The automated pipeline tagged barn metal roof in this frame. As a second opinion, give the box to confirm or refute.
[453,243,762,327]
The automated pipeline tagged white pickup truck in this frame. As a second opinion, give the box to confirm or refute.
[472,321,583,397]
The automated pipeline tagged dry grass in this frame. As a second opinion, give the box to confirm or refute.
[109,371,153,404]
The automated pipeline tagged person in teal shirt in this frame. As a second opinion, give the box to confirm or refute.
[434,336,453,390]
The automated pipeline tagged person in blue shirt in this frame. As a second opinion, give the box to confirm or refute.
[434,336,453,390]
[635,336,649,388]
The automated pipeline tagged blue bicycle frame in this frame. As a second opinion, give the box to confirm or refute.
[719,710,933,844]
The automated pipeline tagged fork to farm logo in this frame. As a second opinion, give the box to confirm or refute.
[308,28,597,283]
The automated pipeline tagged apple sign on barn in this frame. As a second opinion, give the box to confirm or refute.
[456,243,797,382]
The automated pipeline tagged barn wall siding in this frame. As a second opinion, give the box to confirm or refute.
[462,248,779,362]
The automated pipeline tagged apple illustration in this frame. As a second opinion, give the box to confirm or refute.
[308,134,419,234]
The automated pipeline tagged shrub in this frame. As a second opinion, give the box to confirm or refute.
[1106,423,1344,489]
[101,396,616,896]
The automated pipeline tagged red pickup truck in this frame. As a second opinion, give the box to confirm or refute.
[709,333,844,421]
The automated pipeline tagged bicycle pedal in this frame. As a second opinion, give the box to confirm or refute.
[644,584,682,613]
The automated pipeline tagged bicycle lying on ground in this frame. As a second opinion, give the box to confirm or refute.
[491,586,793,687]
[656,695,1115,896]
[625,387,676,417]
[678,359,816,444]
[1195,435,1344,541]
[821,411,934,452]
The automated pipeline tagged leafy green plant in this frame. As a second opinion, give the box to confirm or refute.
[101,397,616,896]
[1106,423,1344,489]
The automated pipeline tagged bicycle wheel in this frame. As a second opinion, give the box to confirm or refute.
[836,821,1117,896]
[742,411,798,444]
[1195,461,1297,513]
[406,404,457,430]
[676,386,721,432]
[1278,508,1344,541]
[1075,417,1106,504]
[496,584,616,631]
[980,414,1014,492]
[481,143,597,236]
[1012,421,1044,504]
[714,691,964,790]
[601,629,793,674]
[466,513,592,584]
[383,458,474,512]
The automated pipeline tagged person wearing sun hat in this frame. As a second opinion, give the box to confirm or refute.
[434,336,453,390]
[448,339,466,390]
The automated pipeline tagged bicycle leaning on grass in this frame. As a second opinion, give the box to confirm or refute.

------------------------------------------------

→ **作業の目的**
上の項目をすべて書き直し、「automated pipeline」を「detection system」に置き換えよ。それ以外は一切変えないこと。

→ **作業結果**
The detection system tagged barn metal roof in this frame. As a second opinion, give the box to confirm or refute.
[453,243,762,327]
The detection system tagged white pickup truck in this frame. As a second opinion, give the box to confirm or refute.
[472,321,583,397]
The detection system tagged dry grass in this frame. As a second opinion, give the box to confirm or refute.
[109,371,153,404]
The detection system tagged person in teal shirt in this frame. As a second opinion, give the box to confirm or refute.
[434,336,453,390]
The detection system tagged person in blue shirt in this frame. As a second opinion, give the box to confirm or refute.
[434,336,453,390]
[635,336,649,388]
The detection system tagged blue bicycle frame in this frame. As a second opinion, give the box to confirm or refute.
[719,710,933,844]
The detection system tagged fork to farm logo in this frame. As a second opinion, give the box to confirm or refute.
[308,28,597,283]
The detection system tagged apple sign on barn in this frame. As a second opinion, give the box to confirm or refute.
[456,243,797,382]
The detection system tagged barn wall siding in this frame. As a second opinion, give the box to confirm or refute.
[462,248,779,362]
The detection system tagged apple illustration in this frame. As a second opinion, give the box to confirm or refute.
[308,134,419,234]
The detection system tagged shrub in this frame. As a second opinion, give the box to confirm or refute.
[1106,423,1344,489]
[101,396,616,896]
The detection system tagged red pickup truck in this frame. As a second opinion, give the box to confirm or refute.
[709,333,844,421]
The detection system tagged bicycle pedal in this frame. As a second opinion, give the box to confirm or refute.
[644,584,682,613]
The detection system tagged bicycle lying on ground in this frame. As a second opinion, give the box to confirm or refute.
[491,586,793,687]
[656,695,1115,896]
[625,387,676,417]
[678,359,816,444]
[1195,435,1344,541]
[821,411,934,452]
The detection system tagged leafy green plant in this frame. As a second opinion, give the box to confirm or refute.
[101,397,616,896]
[1106,423,1344,489]
The detection system tagged bicycle wheel in this frame. As a second opinion, give the box to confirm or refute.
[836,821,1117,896]
[742,411,798,444]
[1195,461,1297,513]
[406,404,457,430]
[676,386,721,432]
[1278,508,1344,541]
[1075,417,1106,504]
[496,584,616,631]
[980,414,1014,492]
[481,143,597,236]
[1012,421,1044,504]
[714,691,964,790]
[601,629,793,674]
[466,513,592,584]
[383,458,474,512]
The detection system tagged person wearing sun hat in this frame. As a second opinion, give the box to confirm or refute.
[434,336,453,390]
[448,339,466,390]
The detection system tagged bicycle leaning on grass in this frame. As a second opinion, give the box to confirm or refute.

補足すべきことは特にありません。